**EXCERPTED DATA**
>>>
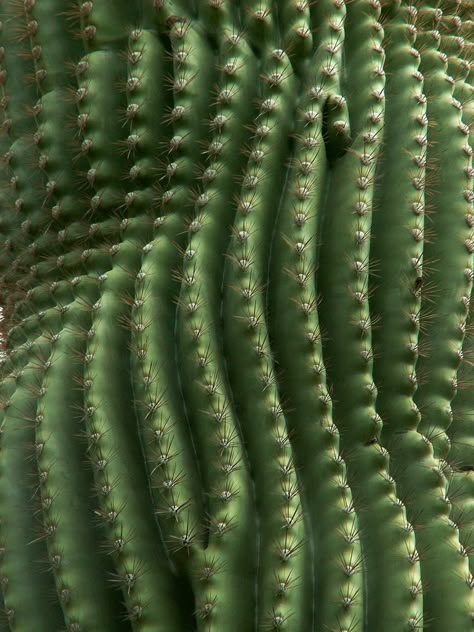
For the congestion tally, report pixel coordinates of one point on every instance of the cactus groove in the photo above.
(237, 344)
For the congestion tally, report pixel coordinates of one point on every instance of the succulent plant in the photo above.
(236, 264)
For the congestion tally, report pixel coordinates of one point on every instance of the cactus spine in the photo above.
(236, 274)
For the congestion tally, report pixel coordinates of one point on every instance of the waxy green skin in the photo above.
(236, 388)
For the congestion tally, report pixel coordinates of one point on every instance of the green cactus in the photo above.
(236, 271)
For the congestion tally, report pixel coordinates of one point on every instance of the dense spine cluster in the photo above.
(236, 275)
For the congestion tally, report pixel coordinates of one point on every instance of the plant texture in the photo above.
(237, 385)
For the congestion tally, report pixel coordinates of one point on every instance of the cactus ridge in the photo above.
(236, 280)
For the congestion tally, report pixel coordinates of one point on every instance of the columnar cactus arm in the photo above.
(251, 371)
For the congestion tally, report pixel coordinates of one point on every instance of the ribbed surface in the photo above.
(236, 274)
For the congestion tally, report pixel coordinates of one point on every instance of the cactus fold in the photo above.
(236, 268)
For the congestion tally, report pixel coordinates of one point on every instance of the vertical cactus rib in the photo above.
(141, 571)
(80, 574)
(221, 455)
(453, 272)
(248, 355)
(29, 603)
(296, 340)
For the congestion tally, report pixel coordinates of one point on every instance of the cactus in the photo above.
(236, 272)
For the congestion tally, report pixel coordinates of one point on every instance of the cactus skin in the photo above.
(236, 278)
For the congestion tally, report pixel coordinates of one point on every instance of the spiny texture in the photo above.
(236, 267)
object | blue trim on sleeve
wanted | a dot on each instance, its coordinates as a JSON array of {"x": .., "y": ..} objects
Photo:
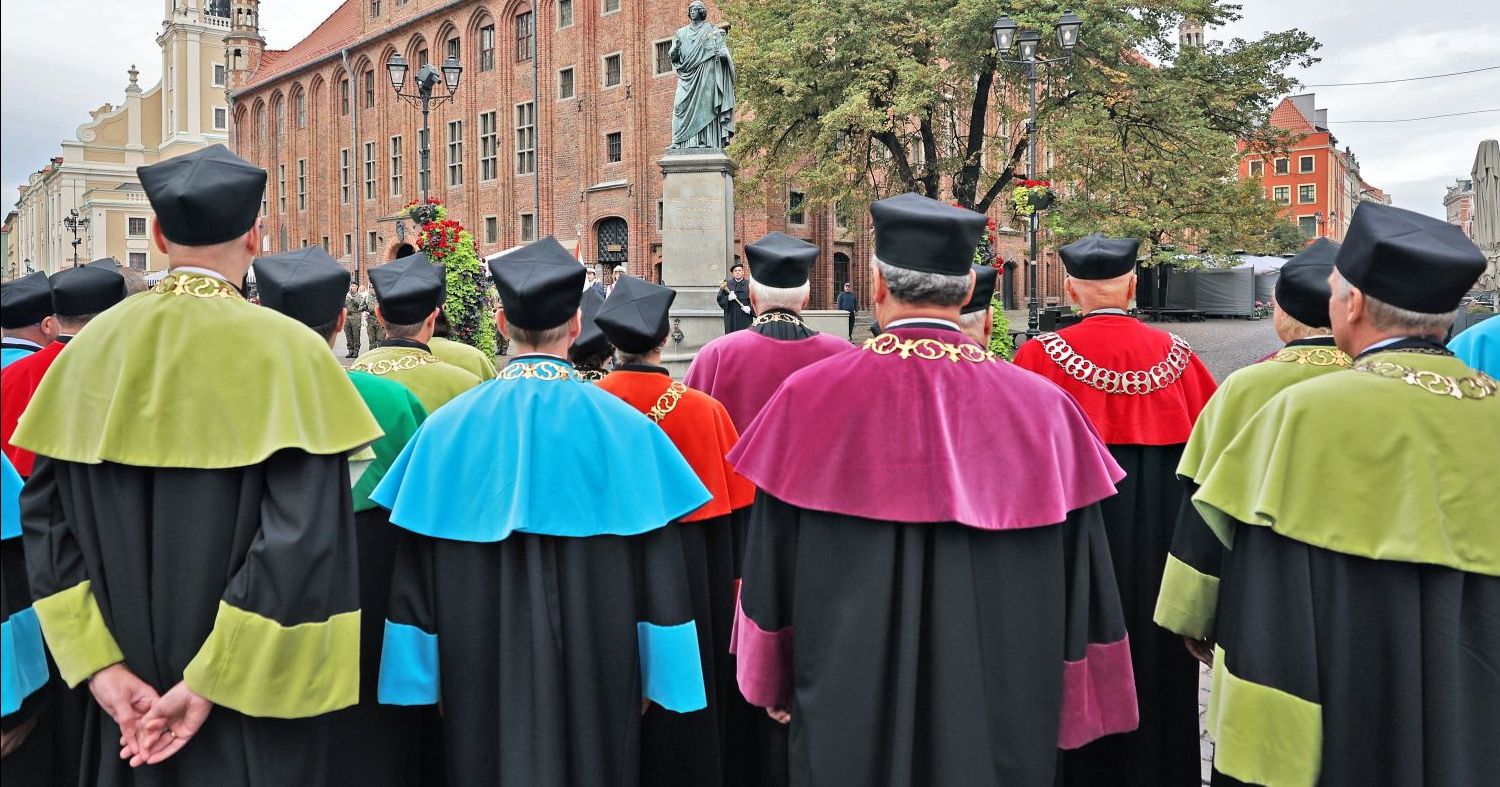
[
  {"x": 9, "y": 499},
  {"x": 23, "y": 660},
  {"x": 671, "y": 672},
  {"x": 408, "y": 666}
]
<<<
**GIVEN REQUEST**
Copy all of the items above word for word, omitting the pictures.

**ANSWER TO THE TASK**
For the congestion tally, report pixel coordinates of one point on every instance of the cactus groove in the photo above.
(237, 344)
For the congestion tally, report pixel coordinates of one point on every instance of the succulent plant in the photo above.
(236, 264)
For the congestion tally, report pixel coordinates of one point on every instance of the cactus spine in the photo above.
(236, 274)
For the congestion tally, report pixel coordinates of one point on every instance of the waxy green skin in the photo above.
(236, 388)
For the congestion tally, report pixel coordinates of one point on every instance of the green cactus in the photo above.
(236, 271)
For the congestion tally, report pixel coordinates of one point on every instance of the dense spine cluster in the photo above.
(236, 275)
For the congestion tally, report pixel coordinates of one point on every instance of the plant texture in the photo above.
(237, 385)
For the congestion tally, report pixel coordinates of one point on every instance of the cactus ridge in the photo above.
(236, 280)
For the congestion tally, report pixel coordinates of one point on every instance of the columnar cactus arm in the photo above.
(251, 371)
For the congestion tally, report pixel coordinates of one point on every instance of the ribbed surface in the photo above.
(236, 274)
For the congestion tally, report pixel coordinates of one point on every instance of the cactus fold in the photo above.
(236, 268)
For the congestion tally, report pixel coordinates of one point on every instance of the vertical cactus rib in the photo above.
(141, 571)
(80, 574)
(221, 455)
(453, 272)
(248, 355)
(29, 603)
(296, 340)
For the congestion tally, report pixel coordinates of one point on every instance of the cactus in the photo above.
(236, 272)
For the congestion tally, report pixel coordinates of one point on every instance of the cactus skin in the photo above.
(236, 278)
For the congestion tally, report pixel coordinates of one point on every instance of the spiny texture in the photo above.
(236, 267)
object | blue trim on sleeve
wanted | a dot on each instance, its coordinates as a JSON array of {"x": .., "y": ..} objects
Photo:
[
  {"x": 9, "y": 499},
  {"x": 23, "y": 660},
  {"x": 671, "y": 672},
  {"x": 408, "y": 666}
]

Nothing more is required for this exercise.